**RECORDS FOR THIS EXERCISE**.
▼

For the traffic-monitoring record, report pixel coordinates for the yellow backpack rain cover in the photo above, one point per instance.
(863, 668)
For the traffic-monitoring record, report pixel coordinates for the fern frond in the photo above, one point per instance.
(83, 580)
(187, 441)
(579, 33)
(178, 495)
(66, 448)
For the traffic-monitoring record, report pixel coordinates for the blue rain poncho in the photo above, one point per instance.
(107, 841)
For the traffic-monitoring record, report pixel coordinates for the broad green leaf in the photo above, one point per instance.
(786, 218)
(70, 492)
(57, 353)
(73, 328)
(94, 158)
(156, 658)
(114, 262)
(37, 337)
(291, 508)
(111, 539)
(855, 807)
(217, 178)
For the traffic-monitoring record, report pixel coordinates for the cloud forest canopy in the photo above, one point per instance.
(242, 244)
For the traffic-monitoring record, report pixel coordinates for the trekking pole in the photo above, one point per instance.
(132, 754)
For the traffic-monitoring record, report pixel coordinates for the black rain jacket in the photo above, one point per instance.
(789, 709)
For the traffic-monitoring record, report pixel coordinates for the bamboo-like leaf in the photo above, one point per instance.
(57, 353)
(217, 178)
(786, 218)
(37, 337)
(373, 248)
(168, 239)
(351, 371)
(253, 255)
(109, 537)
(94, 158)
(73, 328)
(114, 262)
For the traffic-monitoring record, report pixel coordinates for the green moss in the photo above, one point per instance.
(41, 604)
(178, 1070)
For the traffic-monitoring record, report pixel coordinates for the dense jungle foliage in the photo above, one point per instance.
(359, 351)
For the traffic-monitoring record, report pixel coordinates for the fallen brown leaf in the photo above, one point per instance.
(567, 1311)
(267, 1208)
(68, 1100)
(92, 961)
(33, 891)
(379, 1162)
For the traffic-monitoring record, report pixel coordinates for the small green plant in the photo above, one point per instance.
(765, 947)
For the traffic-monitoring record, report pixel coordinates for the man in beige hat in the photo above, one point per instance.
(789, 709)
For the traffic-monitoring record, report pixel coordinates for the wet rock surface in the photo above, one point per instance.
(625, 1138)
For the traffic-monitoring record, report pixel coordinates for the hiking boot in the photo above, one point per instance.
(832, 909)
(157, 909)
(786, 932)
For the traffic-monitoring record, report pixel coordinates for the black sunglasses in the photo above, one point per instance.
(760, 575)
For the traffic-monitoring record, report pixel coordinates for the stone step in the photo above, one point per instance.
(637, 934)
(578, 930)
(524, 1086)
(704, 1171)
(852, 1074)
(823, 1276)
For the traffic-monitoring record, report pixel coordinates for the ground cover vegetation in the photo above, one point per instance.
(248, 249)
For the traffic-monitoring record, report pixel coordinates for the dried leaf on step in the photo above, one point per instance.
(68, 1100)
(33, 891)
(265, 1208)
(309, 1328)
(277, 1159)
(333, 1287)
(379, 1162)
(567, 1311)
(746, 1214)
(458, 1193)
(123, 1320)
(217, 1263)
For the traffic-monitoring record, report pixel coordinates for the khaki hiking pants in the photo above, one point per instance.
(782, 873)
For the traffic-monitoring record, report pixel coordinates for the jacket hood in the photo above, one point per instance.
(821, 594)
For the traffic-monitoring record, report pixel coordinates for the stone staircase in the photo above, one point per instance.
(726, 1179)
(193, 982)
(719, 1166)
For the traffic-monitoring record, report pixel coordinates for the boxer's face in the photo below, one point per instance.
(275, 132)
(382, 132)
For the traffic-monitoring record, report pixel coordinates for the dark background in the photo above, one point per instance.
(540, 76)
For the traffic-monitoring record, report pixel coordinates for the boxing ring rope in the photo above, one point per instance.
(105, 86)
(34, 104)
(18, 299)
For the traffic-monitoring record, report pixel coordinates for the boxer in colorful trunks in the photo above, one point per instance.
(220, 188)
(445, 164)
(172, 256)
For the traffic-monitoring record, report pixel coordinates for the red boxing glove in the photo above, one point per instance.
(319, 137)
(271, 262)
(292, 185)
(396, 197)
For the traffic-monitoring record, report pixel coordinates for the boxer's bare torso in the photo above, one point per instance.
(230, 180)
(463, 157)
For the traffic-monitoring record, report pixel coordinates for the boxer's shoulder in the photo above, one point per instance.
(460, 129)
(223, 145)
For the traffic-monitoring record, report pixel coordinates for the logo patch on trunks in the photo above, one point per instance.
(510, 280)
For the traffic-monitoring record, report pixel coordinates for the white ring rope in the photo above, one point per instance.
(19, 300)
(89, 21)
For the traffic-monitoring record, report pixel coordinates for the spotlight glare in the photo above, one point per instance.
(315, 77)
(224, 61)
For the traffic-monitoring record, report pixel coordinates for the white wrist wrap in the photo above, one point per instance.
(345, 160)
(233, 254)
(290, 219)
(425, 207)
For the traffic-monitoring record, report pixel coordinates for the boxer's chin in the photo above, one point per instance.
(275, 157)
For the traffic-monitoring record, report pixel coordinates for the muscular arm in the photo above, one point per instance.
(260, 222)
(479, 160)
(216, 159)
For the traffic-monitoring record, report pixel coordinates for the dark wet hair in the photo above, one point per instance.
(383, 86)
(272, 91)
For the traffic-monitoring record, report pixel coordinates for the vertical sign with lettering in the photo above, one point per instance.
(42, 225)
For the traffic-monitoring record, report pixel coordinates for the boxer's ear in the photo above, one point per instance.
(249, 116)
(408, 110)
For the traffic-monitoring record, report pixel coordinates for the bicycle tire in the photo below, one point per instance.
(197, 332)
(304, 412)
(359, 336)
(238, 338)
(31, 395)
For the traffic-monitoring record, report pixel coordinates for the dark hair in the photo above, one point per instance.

▲

**OBJECTIVE**. All of the data shown above must be copied exactly.

**REPLY**.
For the traffic-monitoring record, report pixel coordinates for the yellow backpack rain cover in the photo above, one point per instance.
(863, 668)
For the traffic-monitoring record, report pixel coordinates for the fern frond in the photo above, one point per instance.
(83, 580)
(187, 441)
(579, 33)
(178, 495)
(66, 448)
For the traffic-monitoring record, report pixel coordinates for the blue rain poncho in the photo above, one point per instance.
(107, 841)
For the traffic-monitoring record, report pixel coordinates for the broad green leaf in the photo above, one point per instance.
(786, 218)
(70, 492)
(57, 353)
(73, 328)
(94, 158)
(156, 658)
(114, 262)
(37, 337)
(291, 508)
(111, 539)
(855, 807)
(217, 178)
For the traffic-monitoring record, report pixel coordinates for the cloud forest canopy in the photo above, one point per instance.
(242, 244)
For the traffic-monitoring record, report pixel coordinates for the trekking pole in the photo above, one point per instance.
(132, 754)
For the traffic-monitoring record, report pixel coordinates for the black rain jacket in the photo above, one point per instance.
(789, 709)
For the traffic-monitoring record, report pixel coordinates for the bamboo-like leaf in the photo above, one point per instance.
(57, 353)
(217, 178)
(786, 218)
(37, 337)
(373, 248)
(168, 239)
(351, 371)
(253, 255)
(109, 537)
(94, 158)
(73, 328)
(114, 262)
For the traffic-monitoring record, report pixel coordinates for the green moss in the photo above, one point per instance.
(41, 604)
(178, 1070)
For the traffic-monitoring record, report pixel coordinates for the dense jungle foliage in the photo above, one point per instance.
(359, 351)
For the traffic-monitoring record, report pixel coordinates for the fallen brown leaf in the photo above, one point per instance.
(567, 1311)
(267, 1208)
(68, 1100)
(92, 961)
(33, 891)
(379, 1162)
For the traffic-monitoring record, report pixel coordinates for the small green plant in the photo above, one point per instance.
(765, 947)
For the traffic-monitoring record, report pixel coordinates for the man in beige hat in the photo above, one point per instance.
(789, 709)
For the traffic-monitoring record, report pixel coordinates for the wet rock surface in the photo above, one point per instance.
(625, 1138)
For the traffic-monitoring record, report pixel coordinates for the hiking boot in the photo above, one point per instance.
(832, 909)
(157, 909)
(786, 932)
For the traffic-monitoring record, report pixel coordinates for the black sunglasses in the photo above, one point per instance.
(760, 575)
For the traffic-monitoring record, report pixel coordinates for the stone step in the photo above, one point per instance.
(637, 934)
(578, 930)
(524, 1086)
(704, 1171)
(852, 1074)
(823, 1276)
For the traffic-monitoring record, report pixel coordinates for the ground cover vegetation in the photo above, one point per instance.
(248, 249)
For the traffic-monitoring record, report pixel coordinates for the dried leaf on step in the photo above, one point per instance.
(68, 1100)
(33, 891)
(265, 1208)
(309, 1328)
(277, 1159)
(333, 1287)
(379, 1162)
(567, 1311)
(746, 1214)
(458, 1193)
(123, 1320)
(217, 1263)
For the traffic-monitoring record, report pixel coordinates for the khaki hiking pants in the photo above, one point per instance.
(782, 873)
For the traffic-monitoring record, report pixel coordinates for the jacket hood in the photo above, one point per instance.
(821, 594)
For the traffic-monitoring record, report pixel coordinates for the stone staircase in the photo above, one point per instance.
(726, 1179)
(193, 982)
(719, 1166)
For the traffic-monitoring record, report pixel coordinates for the boxer's face in the photo below, one point per instance.
(275, 132)
(382, 132)
For the traffic-monitoring record, report pixel coordinates for the dark background in the photo above, one point per instance.
(540, 76)
For the traffic-monitoring record, report pixel coordinates for the boxing ring rope in the photo above, one point per instance.
(105, 86)
(34, 104)
(18, 299)
For the traffic-monitoring record, report pixel coordinates for the boxer in colorful trunks in the photo above, one point per instance.
(220, 188)
(445, 164)
(172, 256)
For the traffic-monitoring record, report pixel coordinates for the red boxing glove in the photo above, one point per instance.
(319, 137)
(271, 262)
(292, 185)
(396, 197)
For the traffic-monitoring record, report pixel coordinates for the boxer's bare torso in the photo above, one point per instance.
(230, 180)
(463, 157)
For the traffic-monitoring record, report pixel coordinates for the boxer's shoulder in the photo above, one point per instance.
(460, 129)
(223, 145)
For the traffic-monitoring record, report pixel coordinates for the logo patch on trunks in the photo above, one point per instance.
(510, 280)
For the traffic-monitoring record, report pixel coordinates for the white ring rope in the photo above, one point per instance.
(19, 300)
(89, 21)
For the traffic-monitoring record, report pixel coordinates for the spotlight glare in the photo above, one point per instance.
(315, 77)
(224, 61)
For the traffic-monitoring record, report pixel coordinates for the white wrist wrap in the photo above, one point per instance.
(345, 160)
(233, 254)
(290, 219)
(425, 207)
For the traffic-monitoring record, report pixel coordinates for the boxer's chin in the photo above, one point per instance.
(275, 157)
For the traffic-monitoring record, report pixel coordinates for the muscular arm in the photo above, one point per instance.
(260, 222)
(479, 160)
(216, 159)
For the traffic-monitoring record, report pixel coordinates for the dark wet hair in the photo above, one point per instance.
(383, 86)
(272, 91)
For the traffic-monitoring record, report pixel coordinates for the vertical sign with lettering in the photo above, one point per instance.
(42, 225)
For the traffic-monitoring record, report pixel coordinates for the boxer's ear in the photo above, one point per instance.
(249, 116)
(408, 110)
For the traffic-monitoring record, report pixel coordinates for the bicycle tire in the photo below, one point per instance.
(197, 332)
(304, 412)
(359, 336)
(238, 338)
(31, 395)
For the traffic-monitoring record, report pixel coordinates for the dark hair in the photo above, one point per instance.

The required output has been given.